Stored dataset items

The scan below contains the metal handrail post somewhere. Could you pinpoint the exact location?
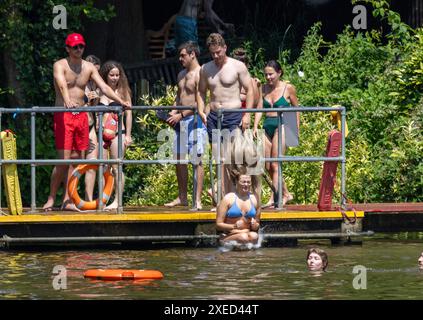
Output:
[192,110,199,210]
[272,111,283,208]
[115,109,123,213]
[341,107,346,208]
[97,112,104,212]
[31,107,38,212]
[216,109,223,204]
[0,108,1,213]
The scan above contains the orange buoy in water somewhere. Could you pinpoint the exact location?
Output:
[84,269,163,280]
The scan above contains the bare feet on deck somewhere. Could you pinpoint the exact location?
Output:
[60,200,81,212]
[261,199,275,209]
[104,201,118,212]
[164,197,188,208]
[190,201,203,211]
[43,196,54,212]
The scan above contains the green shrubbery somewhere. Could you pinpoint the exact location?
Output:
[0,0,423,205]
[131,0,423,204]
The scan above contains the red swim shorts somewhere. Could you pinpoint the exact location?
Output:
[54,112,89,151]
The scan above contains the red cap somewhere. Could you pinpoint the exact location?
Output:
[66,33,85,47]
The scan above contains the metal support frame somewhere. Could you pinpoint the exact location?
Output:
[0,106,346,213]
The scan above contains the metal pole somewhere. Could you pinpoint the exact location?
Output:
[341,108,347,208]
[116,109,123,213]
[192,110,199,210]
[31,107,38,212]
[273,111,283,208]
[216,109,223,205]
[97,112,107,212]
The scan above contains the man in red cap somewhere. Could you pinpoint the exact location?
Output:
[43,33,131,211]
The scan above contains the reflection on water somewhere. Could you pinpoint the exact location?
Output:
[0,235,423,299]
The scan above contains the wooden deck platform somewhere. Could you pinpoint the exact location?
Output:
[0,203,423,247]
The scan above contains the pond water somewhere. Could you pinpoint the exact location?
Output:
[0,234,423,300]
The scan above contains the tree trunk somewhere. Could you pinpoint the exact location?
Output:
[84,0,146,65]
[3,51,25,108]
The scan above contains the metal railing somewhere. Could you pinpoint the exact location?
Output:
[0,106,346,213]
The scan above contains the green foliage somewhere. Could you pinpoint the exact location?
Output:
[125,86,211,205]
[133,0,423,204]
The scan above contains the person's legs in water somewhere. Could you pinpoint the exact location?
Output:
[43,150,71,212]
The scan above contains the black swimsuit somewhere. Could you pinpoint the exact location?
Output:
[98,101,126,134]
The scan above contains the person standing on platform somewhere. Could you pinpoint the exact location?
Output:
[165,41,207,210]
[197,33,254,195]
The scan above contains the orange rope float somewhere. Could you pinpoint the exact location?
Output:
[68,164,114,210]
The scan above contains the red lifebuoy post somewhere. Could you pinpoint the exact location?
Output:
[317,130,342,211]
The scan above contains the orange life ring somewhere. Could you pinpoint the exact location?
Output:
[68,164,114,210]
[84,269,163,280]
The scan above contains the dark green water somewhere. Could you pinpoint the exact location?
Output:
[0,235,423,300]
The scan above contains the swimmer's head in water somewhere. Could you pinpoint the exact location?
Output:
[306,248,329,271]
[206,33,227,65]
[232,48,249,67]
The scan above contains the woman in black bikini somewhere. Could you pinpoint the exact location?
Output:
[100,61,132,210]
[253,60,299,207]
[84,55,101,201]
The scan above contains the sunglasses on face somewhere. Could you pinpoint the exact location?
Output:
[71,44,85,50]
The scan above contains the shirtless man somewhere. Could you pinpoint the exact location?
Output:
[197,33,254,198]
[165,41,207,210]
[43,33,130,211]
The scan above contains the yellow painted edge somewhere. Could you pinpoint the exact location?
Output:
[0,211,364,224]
==
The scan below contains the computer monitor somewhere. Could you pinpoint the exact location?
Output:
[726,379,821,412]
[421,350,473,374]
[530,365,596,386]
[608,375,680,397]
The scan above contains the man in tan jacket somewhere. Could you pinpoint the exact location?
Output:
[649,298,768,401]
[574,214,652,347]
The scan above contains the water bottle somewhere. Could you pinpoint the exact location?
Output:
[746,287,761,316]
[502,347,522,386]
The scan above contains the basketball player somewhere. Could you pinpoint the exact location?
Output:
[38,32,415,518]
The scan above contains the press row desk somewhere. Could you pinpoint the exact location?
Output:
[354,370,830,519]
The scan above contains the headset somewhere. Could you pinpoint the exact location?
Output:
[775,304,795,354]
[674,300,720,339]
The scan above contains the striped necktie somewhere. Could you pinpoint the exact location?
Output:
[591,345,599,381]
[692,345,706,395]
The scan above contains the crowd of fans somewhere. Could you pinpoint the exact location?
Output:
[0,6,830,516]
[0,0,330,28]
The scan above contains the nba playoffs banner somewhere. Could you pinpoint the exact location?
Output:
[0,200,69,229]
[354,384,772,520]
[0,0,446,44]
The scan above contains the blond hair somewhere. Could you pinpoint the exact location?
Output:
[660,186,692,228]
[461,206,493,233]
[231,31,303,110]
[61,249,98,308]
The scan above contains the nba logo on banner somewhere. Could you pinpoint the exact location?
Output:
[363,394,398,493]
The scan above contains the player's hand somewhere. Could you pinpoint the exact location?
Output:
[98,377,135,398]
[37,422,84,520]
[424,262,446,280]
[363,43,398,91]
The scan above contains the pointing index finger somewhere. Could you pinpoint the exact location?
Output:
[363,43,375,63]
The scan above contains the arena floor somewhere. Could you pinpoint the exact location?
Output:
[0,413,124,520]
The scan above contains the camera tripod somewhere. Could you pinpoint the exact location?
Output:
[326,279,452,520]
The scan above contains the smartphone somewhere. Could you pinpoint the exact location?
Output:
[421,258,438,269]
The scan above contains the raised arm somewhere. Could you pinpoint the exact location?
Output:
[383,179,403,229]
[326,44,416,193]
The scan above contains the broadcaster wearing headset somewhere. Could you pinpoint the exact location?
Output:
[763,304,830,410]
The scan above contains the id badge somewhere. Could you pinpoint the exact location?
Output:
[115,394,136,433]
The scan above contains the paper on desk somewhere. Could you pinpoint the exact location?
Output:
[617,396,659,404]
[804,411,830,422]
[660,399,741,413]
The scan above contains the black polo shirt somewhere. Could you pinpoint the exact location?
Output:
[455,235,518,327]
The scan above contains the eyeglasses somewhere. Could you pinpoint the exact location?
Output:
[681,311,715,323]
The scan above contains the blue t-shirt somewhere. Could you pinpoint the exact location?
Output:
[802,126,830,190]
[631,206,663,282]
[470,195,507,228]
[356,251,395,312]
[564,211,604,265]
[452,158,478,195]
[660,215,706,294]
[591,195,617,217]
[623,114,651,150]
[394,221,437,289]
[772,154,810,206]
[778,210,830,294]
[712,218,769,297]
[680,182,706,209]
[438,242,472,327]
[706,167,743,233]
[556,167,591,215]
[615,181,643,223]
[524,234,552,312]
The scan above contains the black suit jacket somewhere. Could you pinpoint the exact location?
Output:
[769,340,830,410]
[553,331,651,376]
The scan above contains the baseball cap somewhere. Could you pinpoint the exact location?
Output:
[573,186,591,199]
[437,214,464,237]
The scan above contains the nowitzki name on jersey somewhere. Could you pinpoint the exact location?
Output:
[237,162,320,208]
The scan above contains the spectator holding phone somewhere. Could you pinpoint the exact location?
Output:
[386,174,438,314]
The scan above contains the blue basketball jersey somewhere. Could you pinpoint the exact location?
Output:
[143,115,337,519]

Written task |
Retype the lines of the material above word for word. Begin at the line that contains "The scan below contains the computer" and stop after the line that contains "[502,347,522,386]".

Right answer |
The scan below contains the computer monitor somewhere. Could you pinpoint the exact location?
Output:
[726,379,821,412]
[421,350,473,374]
[530,365,596,386]
[608,375,680,397]
The scan above contains the man in tan jacket somewhere. Could you pinpoint the exact location?
Output:
[649,298,768,401]
[574,214,652,347]
The scan above contains the water bottle somewhere. Could you pinpoint the exact location?
Output:
[746,287,761,316]
[502,347,522,386]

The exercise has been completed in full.